### ARBEITSAUFTRAG 1
Welche Entschädigung muss die Familie dem Eigentümer laut dem Bericht über den Grundstücksstreit für die Nutzung des Grundstücks zahlen?
### ARBEITSAUFTRAG 2
Fasse bitte den Absatz im Bericht über den Grundstücksstreit, der mit „Dem Urteil zufolge“ beginnt, als knappe Stichpunktliste zusammen und behalte dabei seine wesentlichen Fakten bei.
### ARBEITSAUFTRAG 3
Schreibe den Bericht über den Grundstücksstreit im Anschluss an seinen letzten Satz weiter.

### VORLIEGENDER TEXT
########

Die Familie hatte das etwa 1000 Quadratmeter große Grundstück 2010 bei der Zwangsversteigerung im Amtsgericht Luckenwalde regulär erworben. Das Bauland wurde versteigert, weil der Erbe des Grundstücks Schulden bei der Stadt Freiburg hatte und angeblich nicht erreichbar war. Nachdem die Familie den hohen Kredit aufgenommen, dort ihr Haus gebaut hatte und 2012 mit zwei kleinen Kindern eingezogen war, meldete sich der Erbe ein Jahr später und forderte das Grundstück vor Gericht zurück.

Nicht ausreichend nach dem Erben gesucht

Das Landgericht Potsdam entschied daraufhin im Jahr 2014, dass das Amtsgericht versäumt habe, nach dem Erben in ausreichendem Maße zu suchen. Daher sei die Zwangsversteigerung nicht rechtens und der Erbe weiterhin Eigentümer des Grundstücks seiner verstorbenen Tante. Dies wurde nun vom OLG bestätigt.

Christian Odenbreit, Vorsitzender Richter am Brandenburgischen Oberlandesgericht (OLG).

© dpa/Soeren Stache

Dem Urteil zufolge muss die Familie außerdem dem Eigentümer, einem in der Schweiz lebenden US-Bürger, für die Nutzung des Grundstücks eine Entschädigung in Höhe von gut 6000 Euro zahlen. Und da ist noch die Grundschuld in Höhe von 280.000 Euro plus Zinsen für die Baukosten, die die Familie schnell tilgen muss. Denn: „Im Ergebnis hat die Familie das Grundstück so zu übergeben, wie es vor dem Zuschlag bei der Versteigerung war“, sagt Odenbreit. Eine Revision ist nicht zugelassen.

Die Familie hofft nun, dass das Land wegen des Behördenfehlers den Schaden ersetzt. „Wir warten auf ein Gesprächsangebot des Landes“, sagte Vater Philipp Walter, der wie seine Frau nicht zu der Urteilsverkündung erschienen war, am Donnerstag auf Anfrage. Weiter wollte er sich nicht äußern.

########

### BEREITGESTELLTE EINTRÄGE
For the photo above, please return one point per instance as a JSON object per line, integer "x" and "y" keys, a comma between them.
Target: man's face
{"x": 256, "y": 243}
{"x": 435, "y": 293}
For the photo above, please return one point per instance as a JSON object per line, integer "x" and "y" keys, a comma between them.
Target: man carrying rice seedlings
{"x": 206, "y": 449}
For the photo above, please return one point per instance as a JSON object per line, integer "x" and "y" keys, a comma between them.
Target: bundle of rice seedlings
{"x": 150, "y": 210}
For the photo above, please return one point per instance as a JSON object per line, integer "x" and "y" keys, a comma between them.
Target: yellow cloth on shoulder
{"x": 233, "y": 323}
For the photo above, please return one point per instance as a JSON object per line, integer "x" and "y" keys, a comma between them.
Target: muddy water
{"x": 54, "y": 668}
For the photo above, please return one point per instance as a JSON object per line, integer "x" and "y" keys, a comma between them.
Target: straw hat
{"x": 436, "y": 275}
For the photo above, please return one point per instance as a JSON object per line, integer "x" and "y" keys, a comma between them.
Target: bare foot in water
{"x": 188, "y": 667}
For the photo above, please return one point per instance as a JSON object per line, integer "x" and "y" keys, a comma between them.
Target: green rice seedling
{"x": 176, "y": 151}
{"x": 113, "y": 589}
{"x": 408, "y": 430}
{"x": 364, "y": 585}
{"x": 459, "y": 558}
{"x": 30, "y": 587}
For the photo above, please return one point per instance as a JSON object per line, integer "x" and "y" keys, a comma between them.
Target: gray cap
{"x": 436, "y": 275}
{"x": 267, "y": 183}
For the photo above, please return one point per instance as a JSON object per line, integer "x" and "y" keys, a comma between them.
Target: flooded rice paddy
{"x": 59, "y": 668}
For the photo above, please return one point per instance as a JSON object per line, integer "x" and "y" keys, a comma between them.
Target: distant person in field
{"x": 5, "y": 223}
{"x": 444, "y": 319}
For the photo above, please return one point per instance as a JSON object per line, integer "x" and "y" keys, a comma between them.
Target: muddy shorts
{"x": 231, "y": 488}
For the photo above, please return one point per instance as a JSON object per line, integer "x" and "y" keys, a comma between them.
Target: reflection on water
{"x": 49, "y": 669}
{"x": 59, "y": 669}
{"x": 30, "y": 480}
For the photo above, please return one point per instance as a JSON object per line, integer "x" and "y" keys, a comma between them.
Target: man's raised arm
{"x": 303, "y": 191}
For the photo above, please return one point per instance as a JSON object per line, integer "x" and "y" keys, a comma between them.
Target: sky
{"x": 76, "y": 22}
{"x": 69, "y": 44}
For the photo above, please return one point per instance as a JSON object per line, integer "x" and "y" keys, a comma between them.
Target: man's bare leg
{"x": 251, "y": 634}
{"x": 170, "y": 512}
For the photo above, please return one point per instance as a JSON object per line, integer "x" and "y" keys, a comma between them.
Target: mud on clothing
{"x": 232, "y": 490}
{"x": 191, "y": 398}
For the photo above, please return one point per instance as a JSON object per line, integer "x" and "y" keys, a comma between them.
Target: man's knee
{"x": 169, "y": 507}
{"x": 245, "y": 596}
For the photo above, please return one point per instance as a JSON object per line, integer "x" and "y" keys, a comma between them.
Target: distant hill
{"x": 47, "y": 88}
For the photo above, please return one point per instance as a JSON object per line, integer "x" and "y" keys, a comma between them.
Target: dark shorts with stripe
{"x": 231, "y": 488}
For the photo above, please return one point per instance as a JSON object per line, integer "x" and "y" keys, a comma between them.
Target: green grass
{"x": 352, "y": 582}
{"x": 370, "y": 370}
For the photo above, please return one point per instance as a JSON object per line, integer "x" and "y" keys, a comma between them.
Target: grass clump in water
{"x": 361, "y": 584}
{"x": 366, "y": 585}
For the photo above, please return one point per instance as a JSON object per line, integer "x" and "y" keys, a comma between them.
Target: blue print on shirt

########

### ERWARTETE ANTWORT 1
Gut 6000 Euro.

### ERWARTETE ANTWORT 2
- Die Familie muss dem Eigentümer, einem in der Schweiz lebenden US-Bürger, für die Nutzung des Grundstücks gut 6000 Euro Entschädigung zahlen.
- Außerdem muss sie die Grundschuld von 280.000 Euro plus Zinsen für die Baukosten schnell tilgen.
- Laut Odenbreit muss die Familie das Grundstück so übergeben, wie es vor dem Zuschlag bei der Versteigerung war.
- Eine Revision ist nicht zugelassen.

### ERWARTETE ANTWORT 3
Land will der Familie helfen

Das Justizministerium reagierte prompt: Es sei eine Arbeitsgruppe eingesetzt worden, die das Urteil umfassend analysieren werde, teilte das Ministerium nach dem Urteil mit. Ziel sei, Amtshaftungsansprüche wegen des Behördenfehlers außergerichtlich zu klären. Das Land stehe in der Verantwortung, die durch den Fehler bei Gericht verursachten materiellen Schäden zu ersetzen, sagte Justizministerin Susanne Hoffmann. Dabei gehe es um einen möglichen finanziellen Ausgleich, aber auch um weitere Optionen. „Ich bin zuversichtlich, dass wir gemeinsam mit der Familie eine sachgerechte Lösung finden werden, durch die weiteres Leid vermieden wird“, sagte Hoffmann.

Das OLG ging noch einen entscheidenden Schritt weiter: Das Landgericht habe die vom Eigentümer geforderte Räumung des Grundstücks und den Abriss des Hauses abgelehnt, weil sich die Familie auf Treu und Glauben berufen könne, erläuterte Odenbreit. Doch auch hier wog für den Zivilsenat des OLG das Eigentumsrecht schwerer. Bliebe die Familie dort wohnen, könne der Eigentümer das Grundstück nicht nutzen und es bliebe „wirtschaftlich eine leere Hülle“, sagte Odenbreit.

Auch das Haus sei dem Eigentümer nicht zuzumuten, sagte der Vorsitzende Richter. Da der Erbe es nicht wolle, müsse er es auch nicht bezahlen oder für den Abriss aufkommen. Und mit der Räumungsfrist von einem Jahr sei das Gericht der Familie entgegengekommen, so Odenbreit. Die gravierenden finanziellen Folgen könnten durch das Land Brandenburg abgemildert werden.

Anspruch auf staatliche Entschädigung

Gerichtssprecherin Vera Krüger-Velthusen erklärte nach dem Urteil, nach solch einem Behördenfehler hätten die Betroffenen grundsätzlich Anspruch auf staatliche Entschädigung.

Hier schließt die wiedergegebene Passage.